WHAT IS EXPECTED: Could you repeat the material starting at the line that contains "Guideline: for every instance of the white car, set" and ending at the end of the material, with "marker" swapped for "pin" and nothing else changed?
※ ※ ※
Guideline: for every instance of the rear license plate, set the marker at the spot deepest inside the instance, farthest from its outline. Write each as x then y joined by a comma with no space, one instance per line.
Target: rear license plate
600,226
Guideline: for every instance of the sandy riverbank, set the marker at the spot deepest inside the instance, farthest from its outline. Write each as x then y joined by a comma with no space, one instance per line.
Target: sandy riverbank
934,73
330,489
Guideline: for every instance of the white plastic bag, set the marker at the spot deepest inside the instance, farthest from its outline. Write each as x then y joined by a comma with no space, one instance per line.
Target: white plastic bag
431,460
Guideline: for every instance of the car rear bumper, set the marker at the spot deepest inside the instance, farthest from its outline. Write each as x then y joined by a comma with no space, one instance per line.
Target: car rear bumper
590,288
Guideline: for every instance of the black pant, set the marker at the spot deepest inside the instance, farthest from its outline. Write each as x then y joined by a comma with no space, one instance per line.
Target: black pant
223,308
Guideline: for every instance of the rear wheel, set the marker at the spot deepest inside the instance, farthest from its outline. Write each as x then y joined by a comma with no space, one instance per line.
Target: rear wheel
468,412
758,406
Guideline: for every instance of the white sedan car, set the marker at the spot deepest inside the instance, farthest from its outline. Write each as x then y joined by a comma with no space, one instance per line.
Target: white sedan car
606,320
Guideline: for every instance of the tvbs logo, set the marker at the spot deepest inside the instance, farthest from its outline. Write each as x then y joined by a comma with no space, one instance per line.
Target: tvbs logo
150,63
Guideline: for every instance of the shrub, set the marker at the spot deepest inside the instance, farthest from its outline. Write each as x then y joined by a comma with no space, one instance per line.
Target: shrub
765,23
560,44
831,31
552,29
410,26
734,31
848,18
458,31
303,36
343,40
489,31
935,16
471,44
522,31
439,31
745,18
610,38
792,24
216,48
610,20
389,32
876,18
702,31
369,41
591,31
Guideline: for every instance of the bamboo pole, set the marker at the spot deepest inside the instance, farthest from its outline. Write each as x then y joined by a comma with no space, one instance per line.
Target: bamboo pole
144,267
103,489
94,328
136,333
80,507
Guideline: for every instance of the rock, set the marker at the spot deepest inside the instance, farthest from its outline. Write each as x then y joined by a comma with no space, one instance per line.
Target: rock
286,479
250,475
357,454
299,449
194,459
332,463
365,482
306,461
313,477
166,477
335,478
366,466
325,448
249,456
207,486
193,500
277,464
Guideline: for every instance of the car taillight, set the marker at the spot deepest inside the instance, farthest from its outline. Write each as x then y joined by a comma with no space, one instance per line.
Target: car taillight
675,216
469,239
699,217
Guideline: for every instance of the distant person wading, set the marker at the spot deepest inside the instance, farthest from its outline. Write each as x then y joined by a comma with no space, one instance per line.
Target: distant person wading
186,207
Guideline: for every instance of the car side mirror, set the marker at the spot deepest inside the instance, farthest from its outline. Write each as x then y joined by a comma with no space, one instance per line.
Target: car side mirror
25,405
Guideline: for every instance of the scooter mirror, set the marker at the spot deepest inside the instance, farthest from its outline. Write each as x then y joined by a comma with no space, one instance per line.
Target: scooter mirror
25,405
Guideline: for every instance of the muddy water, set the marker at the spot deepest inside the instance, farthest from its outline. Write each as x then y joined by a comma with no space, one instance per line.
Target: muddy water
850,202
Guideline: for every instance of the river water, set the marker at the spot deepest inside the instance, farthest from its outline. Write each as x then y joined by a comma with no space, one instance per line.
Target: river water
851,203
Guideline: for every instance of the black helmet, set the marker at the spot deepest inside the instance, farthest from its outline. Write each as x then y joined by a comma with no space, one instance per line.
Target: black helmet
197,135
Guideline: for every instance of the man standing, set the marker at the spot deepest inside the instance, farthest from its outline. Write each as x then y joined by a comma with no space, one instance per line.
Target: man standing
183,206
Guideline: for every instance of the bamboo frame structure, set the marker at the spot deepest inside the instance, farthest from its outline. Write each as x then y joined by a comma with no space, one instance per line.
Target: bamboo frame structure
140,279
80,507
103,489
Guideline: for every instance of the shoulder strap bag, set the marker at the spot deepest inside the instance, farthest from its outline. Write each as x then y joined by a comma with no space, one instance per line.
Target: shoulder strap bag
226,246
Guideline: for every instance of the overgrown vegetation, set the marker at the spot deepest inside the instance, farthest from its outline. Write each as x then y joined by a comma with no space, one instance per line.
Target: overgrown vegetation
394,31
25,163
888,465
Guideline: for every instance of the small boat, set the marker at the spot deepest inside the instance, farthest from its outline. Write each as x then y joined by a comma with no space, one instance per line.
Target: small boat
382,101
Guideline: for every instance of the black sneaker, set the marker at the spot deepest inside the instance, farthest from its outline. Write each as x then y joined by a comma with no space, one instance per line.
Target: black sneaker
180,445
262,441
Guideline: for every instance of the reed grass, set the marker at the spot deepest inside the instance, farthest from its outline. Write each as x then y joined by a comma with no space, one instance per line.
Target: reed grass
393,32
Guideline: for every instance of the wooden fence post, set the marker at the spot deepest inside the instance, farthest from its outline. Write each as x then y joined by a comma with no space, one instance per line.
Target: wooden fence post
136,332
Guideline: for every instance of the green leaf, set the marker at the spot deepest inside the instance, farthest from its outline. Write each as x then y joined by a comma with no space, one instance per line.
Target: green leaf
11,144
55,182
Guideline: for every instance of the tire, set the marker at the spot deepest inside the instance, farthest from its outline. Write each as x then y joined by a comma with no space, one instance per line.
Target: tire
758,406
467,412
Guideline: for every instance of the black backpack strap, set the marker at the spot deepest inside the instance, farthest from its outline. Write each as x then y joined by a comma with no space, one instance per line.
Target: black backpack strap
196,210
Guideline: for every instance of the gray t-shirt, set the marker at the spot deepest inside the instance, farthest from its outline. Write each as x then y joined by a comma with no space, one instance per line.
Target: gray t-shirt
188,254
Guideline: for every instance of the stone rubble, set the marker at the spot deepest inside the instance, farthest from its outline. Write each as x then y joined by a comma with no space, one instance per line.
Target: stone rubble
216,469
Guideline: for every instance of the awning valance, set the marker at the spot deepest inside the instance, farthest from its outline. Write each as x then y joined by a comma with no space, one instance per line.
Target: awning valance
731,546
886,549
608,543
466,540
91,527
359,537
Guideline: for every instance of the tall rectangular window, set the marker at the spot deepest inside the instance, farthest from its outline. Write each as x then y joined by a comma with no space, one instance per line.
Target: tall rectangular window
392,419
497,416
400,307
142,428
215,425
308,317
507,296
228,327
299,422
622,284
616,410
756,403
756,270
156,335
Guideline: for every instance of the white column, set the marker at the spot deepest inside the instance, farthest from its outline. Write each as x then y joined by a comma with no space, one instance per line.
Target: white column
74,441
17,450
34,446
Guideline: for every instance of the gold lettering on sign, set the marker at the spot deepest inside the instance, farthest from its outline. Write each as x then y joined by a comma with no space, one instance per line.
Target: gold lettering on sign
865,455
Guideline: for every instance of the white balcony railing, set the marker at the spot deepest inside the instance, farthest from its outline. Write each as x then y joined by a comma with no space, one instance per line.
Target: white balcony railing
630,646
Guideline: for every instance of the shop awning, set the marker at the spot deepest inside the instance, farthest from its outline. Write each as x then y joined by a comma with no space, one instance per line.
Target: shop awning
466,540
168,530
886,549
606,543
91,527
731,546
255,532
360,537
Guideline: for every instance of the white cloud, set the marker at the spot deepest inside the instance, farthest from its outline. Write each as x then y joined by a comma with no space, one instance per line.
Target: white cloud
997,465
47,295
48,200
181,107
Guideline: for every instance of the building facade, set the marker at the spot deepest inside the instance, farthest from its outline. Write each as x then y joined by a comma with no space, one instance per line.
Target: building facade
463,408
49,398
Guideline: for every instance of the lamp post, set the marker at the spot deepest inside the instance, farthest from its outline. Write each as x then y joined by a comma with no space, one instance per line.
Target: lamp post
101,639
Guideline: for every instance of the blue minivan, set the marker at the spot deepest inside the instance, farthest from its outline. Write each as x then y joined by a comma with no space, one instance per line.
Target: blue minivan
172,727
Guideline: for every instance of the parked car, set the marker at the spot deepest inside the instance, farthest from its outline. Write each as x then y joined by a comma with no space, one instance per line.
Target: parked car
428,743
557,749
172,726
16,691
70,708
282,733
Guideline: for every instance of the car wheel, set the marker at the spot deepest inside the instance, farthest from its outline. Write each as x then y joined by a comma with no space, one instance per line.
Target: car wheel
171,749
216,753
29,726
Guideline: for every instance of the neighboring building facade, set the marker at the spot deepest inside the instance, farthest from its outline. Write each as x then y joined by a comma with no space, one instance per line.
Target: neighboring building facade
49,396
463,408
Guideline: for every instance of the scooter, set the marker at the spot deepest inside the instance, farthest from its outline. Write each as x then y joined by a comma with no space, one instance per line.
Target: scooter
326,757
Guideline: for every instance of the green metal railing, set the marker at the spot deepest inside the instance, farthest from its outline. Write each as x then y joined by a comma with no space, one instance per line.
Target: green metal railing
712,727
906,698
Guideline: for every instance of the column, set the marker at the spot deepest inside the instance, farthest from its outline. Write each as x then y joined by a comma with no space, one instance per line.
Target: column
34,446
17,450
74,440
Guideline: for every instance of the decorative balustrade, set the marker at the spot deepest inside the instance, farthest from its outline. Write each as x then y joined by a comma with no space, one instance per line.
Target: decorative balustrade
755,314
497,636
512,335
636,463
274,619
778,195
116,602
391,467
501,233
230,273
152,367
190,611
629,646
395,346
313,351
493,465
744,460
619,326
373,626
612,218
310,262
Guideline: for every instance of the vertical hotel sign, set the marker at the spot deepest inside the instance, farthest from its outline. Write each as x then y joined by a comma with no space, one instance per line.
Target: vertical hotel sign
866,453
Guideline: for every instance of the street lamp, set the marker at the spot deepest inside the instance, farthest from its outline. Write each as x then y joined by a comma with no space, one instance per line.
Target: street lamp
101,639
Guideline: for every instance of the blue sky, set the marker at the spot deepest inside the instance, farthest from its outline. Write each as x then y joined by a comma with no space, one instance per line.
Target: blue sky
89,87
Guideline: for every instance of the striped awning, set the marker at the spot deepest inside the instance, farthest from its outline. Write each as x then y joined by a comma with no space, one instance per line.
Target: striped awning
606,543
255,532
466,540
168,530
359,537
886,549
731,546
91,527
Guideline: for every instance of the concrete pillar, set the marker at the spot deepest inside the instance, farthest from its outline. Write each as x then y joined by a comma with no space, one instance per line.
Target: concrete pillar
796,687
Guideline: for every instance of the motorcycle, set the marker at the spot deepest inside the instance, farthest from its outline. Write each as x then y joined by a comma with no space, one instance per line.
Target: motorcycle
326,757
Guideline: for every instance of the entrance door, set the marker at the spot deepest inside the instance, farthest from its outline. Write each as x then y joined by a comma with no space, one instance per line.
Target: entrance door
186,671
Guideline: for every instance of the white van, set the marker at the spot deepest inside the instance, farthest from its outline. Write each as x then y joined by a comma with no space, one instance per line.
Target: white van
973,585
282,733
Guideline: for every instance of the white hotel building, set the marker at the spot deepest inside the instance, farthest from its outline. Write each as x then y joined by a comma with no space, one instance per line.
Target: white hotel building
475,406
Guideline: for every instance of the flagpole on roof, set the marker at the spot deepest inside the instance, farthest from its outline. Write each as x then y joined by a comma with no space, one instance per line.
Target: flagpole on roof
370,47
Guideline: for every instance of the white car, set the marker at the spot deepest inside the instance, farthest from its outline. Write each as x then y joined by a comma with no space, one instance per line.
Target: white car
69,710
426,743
※ ※ ※
REPLY TO THE TASK:
Guideline: for every instance of the white car, set the pin at the spot deepest inside the instance, farthest from its outline. Write each as x then y joined by a comma with no space, one instance per line.
Target: white car
69,710
426,743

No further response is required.